RÖPORTAJLAR:
hakaner6060@gmail.com
BLOG
Köşe Yazısı
Her insanın hayatında önemli gördüğü, yaşam tarzı haline getirdiği bir değeri olmalıdır. Doğruluk, dürüstlük, adaletli olma, hoşgörülü olma gibi. Bu değerleri ne kadar kullandığımız ve nasıl kullandığımızdır önemli olan. Dürüst olmak, yaşam felsefesini dürüstlüğe göre şekillendirmek, doğrunun peşinde koşmak hepimizin kendine hakim olmasıyla başlar. Bunu başarmak kolay değildir fakat yediğimiz lokmayı bile çiğnemeden yutamadığımızı düşünürsek hayatta kolay olan bir iş yoktur. Unutmayın: ''Yürüdüğünüz yolda hiçbir engel yoksa o yol sizi hiçbir yere ulaştırmaz.''
Dinimizde dürüstlüğe çok önem vermektedir. Sözünde dürüst olmak, din kardeşini kandırmamak, sattığı malın kusurunu önceden söylemek yerine getirilmesi gereken erdemlerdendir. Bir de dürüstlüğün düşmanı yalan vardır. Yalan dürüstlüğü yıpratan, sömüren, suistimal eden bir durumdur. Peygamber Efendimizin söylediği gibi ''Şaka bile olsa yalan söylemeyin'' sözünden hareketle hayatımızda ne kadar yalan varsa rafa kaldırmalı ve bir daha asla kullanmamalıyız.
Endonezya'nın Müslüman olmasını sağlayan küçük bir dürüstlük davranışı örneğini paylaşmak istiyorum: 250 milyonluk nüfusa sahip olan bugünkü Endonezya'nın Müslümanlığı kabul etmesindeki sır sadece beş akçelik kumaştı. Yapılan tek şey vardı: İnandığı gibi yaşamak.
============================================================
#### Amaç 1:
Dürüstlük üzerine köşe yazısının ilk paragrafında örnek olarak sayılan değerlerin hepsini sıralayın.
#### Amaç 2:
Dürüstlük üzerine köşe yazısına göre Endonezya'nın Müslümanlığı kabul etmesindeki sır neydi?
#### Amaç 3:
Dürüstlük üzerine köşe yazısını son cümlesinden sonra devam ettirin.

#### Malzeme:
============================================================
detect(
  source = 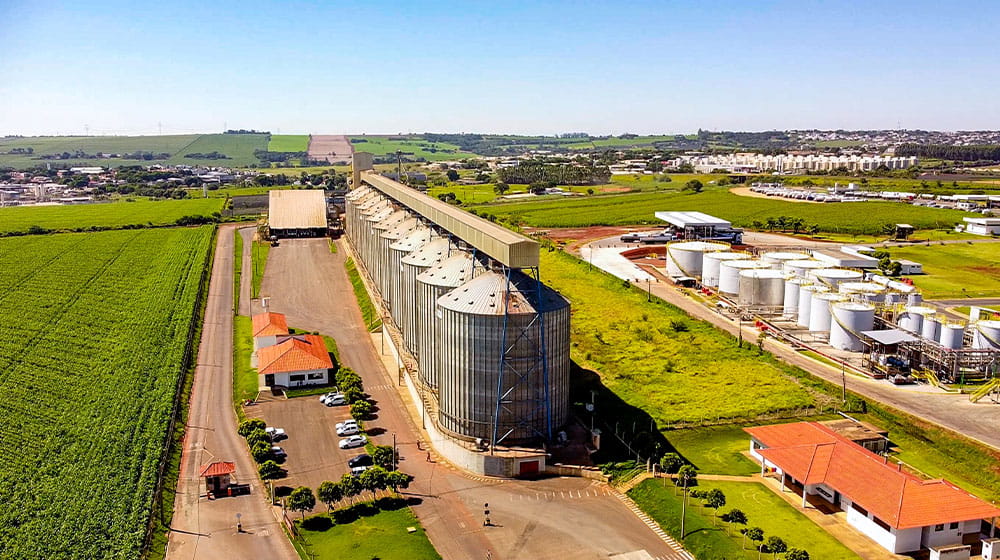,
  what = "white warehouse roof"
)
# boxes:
[654,212,732,228]
[267,190,326,229]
============================================================
#### Sonuç 1:
Doğruluk, dürüstlük, adaletli olma, hoşgörülü olma.

#### Sonuç 2:
Sadece beş akçelik kumaştı.

#### Sonuç 3:
Kendi halinde bir tüccardı. Bir gün kumaşları gemiye yükledi. Endonezya'ya gitti, oraya yerleşti. İşini orada devam ettirdi. Kumaşları kaliteliydi. Tam da halkın aradığı cinstendi. Kendisi de kanaat sahibi bir insandı. Kazancı az olsun, temiz olsun düşüncesindeydi.Bir gün geç geldi iş yerine. Eleman iyi bir kâr elde etmişti sattığı mallardan. Merak etti, sordu: "Hangi kumaştan sattın?" "Şu kumaştan efendim." "Metresini kaça verdin?" "On akçeye." "Nasıl olur?" diye hayret etti tüccar: "Beş akçelik kumaşı on akçeye nasıl satarsın? Bize hakkı geçmiş adamcağızın. Görsen tanır mısın onu?" dedi. Eleman gitti, müşteriyi buldu, getirdi. Dükkan sahibi müşteriyi karşısında görür görmez, helâllik istedi ve fazla parayı müşteriye uzattı. Müşteri şaşırmıştı. Böyle bir durumla ilk defa karşılaşıyordu. "Ne demekti hakkını helâl et?" Olay kısa sürede dilden dile dolaştı. Çok geçmeden kralın kulağına kadar vardı. Sonunda kral kumaş tüccarını saraya çağırdı.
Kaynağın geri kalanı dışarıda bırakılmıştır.